All that is wanted is the span of lines from the one with "Query: clear blue sky" to the last line of the data, copied exactly.

[[ Materials provided open ]]

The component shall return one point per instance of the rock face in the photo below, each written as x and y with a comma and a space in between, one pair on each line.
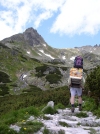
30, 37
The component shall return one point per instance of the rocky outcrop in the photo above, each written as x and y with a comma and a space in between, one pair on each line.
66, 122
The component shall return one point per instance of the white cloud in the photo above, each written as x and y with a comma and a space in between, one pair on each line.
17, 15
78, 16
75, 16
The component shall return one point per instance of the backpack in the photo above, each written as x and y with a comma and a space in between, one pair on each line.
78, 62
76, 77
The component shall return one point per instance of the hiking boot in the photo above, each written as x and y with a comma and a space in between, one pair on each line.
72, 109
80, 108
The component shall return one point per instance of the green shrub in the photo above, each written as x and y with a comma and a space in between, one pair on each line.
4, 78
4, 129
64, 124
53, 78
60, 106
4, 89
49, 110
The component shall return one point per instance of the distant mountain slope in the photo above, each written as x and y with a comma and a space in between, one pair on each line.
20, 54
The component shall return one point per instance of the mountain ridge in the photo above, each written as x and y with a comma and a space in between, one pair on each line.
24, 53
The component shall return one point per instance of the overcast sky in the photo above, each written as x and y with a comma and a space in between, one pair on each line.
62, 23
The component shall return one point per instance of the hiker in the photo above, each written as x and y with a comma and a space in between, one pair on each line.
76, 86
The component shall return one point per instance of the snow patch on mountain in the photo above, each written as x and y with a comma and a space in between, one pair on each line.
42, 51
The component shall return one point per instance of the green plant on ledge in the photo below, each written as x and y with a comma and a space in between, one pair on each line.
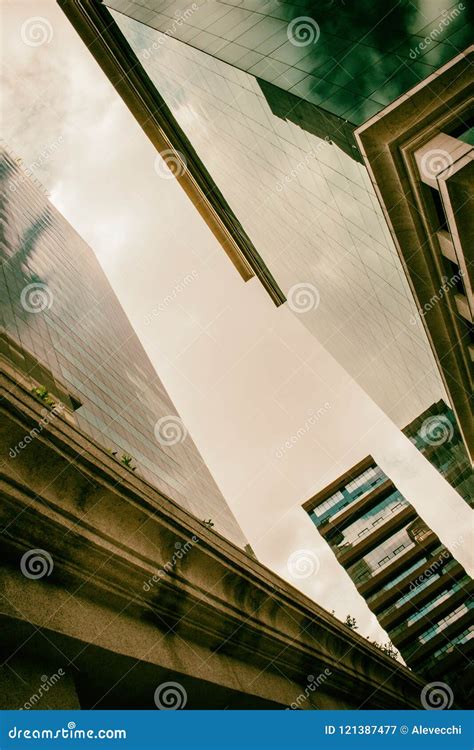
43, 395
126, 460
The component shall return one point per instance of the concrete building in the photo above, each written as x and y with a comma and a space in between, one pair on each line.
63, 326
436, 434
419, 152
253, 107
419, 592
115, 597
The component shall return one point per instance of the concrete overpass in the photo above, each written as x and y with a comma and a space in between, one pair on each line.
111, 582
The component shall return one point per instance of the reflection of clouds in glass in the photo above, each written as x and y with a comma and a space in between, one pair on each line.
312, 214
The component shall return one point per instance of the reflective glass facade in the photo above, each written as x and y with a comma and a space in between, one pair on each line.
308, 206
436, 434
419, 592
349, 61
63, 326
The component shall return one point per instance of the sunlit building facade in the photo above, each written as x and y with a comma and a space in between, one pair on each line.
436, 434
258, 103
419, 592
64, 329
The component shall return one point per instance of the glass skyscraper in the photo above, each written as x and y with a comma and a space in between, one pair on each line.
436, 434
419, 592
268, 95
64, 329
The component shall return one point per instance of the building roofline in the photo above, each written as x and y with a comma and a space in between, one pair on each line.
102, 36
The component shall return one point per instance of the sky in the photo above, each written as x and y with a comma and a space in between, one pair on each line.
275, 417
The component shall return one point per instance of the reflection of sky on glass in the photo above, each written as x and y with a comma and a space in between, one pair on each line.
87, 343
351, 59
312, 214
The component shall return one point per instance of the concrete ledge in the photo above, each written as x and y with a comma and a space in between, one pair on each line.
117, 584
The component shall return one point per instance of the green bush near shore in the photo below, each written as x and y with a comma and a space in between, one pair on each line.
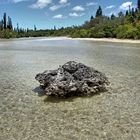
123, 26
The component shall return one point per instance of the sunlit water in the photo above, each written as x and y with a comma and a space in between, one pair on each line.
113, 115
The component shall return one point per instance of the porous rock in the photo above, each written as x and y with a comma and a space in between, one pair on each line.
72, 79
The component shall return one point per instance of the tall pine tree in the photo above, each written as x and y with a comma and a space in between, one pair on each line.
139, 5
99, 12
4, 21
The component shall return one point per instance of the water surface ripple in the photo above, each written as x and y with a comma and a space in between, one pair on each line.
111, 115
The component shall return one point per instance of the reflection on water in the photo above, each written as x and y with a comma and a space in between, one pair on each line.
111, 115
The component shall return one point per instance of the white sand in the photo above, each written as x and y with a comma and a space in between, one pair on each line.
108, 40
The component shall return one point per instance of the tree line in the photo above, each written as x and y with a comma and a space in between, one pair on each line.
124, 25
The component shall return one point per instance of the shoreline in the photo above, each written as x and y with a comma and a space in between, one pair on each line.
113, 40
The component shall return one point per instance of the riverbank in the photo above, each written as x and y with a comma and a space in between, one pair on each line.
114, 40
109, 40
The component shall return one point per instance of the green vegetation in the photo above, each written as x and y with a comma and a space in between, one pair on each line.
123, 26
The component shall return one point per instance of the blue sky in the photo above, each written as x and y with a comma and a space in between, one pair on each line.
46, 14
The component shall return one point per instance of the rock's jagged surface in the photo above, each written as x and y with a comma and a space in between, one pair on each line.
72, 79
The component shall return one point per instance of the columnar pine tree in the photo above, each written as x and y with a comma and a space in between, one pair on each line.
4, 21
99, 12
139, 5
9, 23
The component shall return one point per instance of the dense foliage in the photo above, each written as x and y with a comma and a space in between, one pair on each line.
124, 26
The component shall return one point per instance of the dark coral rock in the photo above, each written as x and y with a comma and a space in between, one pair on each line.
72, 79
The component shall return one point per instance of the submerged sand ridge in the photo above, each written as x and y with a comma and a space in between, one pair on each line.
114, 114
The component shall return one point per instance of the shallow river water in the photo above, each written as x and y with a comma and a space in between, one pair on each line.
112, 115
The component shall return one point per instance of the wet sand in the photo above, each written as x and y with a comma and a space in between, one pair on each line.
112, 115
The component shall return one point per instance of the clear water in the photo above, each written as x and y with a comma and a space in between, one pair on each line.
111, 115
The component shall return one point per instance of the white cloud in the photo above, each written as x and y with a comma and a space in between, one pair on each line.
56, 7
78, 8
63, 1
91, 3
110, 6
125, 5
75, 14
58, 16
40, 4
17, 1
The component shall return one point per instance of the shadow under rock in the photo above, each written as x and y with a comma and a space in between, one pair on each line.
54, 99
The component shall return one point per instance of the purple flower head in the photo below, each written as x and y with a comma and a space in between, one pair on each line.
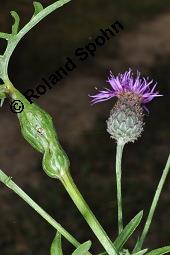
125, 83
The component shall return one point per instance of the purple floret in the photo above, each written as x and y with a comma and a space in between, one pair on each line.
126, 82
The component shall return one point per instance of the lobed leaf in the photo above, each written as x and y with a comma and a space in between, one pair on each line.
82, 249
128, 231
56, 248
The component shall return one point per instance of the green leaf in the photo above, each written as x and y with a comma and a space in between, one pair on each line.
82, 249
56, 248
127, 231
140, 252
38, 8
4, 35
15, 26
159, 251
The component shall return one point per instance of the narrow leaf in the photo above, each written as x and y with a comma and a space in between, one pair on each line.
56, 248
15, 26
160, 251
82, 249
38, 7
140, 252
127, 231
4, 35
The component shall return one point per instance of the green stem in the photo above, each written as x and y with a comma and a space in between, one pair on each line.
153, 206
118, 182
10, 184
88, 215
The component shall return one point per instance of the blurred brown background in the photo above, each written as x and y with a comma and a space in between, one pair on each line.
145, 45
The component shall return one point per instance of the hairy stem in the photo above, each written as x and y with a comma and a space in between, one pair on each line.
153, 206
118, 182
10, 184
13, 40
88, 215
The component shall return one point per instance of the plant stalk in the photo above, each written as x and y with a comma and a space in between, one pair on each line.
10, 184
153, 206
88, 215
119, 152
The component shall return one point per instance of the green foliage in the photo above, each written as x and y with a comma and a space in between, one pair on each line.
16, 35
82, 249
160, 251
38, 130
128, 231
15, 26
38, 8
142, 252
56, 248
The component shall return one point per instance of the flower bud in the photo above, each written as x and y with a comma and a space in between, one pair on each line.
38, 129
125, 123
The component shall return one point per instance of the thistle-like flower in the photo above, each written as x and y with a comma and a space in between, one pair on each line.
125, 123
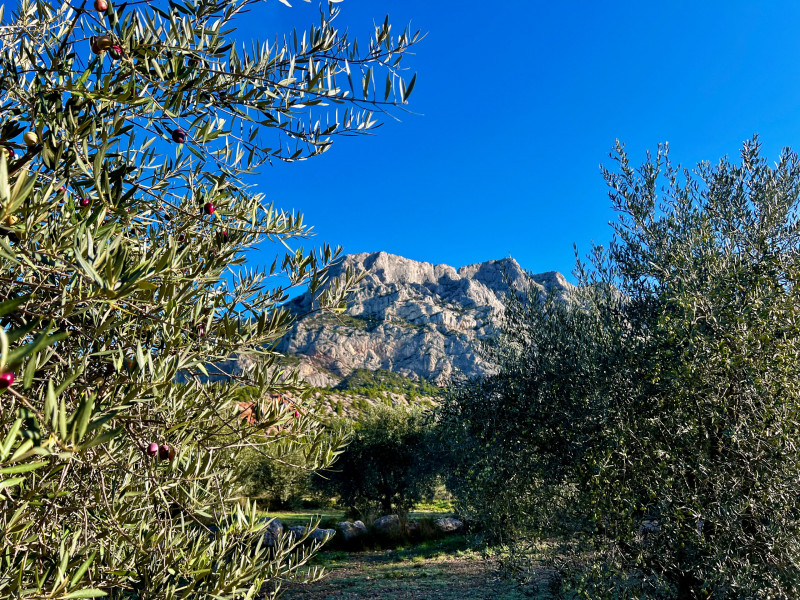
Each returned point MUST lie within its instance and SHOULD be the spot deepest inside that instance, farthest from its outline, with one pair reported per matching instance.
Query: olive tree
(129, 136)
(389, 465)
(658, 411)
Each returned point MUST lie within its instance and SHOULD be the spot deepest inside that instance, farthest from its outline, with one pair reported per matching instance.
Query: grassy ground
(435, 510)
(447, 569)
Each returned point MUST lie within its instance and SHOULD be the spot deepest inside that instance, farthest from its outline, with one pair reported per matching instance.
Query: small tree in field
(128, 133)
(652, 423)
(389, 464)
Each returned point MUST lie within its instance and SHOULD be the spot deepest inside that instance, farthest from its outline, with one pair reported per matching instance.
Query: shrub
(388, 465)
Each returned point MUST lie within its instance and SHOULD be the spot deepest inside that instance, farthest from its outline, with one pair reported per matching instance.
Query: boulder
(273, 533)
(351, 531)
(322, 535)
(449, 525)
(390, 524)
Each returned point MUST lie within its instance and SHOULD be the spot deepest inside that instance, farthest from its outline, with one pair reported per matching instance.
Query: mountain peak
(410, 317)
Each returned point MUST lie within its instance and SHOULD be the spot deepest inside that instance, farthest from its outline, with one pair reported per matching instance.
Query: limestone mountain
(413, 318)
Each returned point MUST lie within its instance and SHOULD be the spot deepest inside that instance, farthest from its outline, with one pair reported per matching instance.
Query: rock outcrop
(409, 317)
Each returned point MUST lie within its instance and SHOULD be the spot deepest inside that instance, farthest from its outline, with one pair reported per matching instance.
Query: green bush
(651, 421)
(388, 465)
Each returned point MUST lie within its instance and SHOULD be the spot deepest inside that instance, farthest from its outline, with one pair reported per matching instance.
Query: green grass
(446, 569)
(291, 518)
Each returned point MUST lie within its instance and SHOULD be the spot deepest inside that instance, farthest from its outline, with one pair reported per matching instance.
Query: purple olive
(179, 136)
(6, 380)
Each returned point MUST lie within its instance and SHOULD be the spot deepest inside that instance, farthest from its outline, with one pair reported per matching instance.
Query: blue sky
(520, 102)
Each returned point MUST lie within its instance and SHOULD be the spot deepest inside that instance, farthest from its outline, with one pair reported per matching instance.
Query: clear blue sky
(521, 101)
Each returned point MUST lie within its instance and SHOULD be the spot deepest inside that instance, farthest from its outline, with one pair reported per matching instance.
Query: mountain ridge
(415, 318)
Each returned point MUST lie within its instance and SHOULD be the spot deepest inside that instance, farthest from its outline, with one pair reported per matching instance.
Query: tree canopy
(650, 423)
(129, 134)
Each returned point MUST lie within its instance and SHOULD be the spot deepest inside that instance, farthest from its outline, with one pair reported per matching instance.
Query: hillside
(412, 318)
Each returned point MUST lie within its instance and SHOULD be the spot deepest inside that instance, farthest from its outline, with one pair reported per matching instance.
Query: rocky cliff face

[[ Materials provided closed ]]

Your response ->
Query: clear blue sky
(521, 101)
Each returned point MUST lie within its instance and SHOULD be the spot deepest inside that instance, farthest from its outline, with one pair reported per matching instance.
Query: mountain ridge
(415, 318)
Each returned point MUST lie within its instance and SHOULD be the spot deepest inside that instance, farthest from its outline, with one pair reported per matching instance.
Query: tree canopy
(650, 423)
(129, 134)
Each returned point MUST lie within its instance and SHOULD be the spot deepest inside that instance, farthest from its outline, with one pair reported per matching instance.
Query: hillside
(412, 318)
Each returned point MUST lie within its instance and SHOULD be the spot deepest inside that instance, farthest from its outline, with one pair reported per matching instance.
Query: rocky cliff face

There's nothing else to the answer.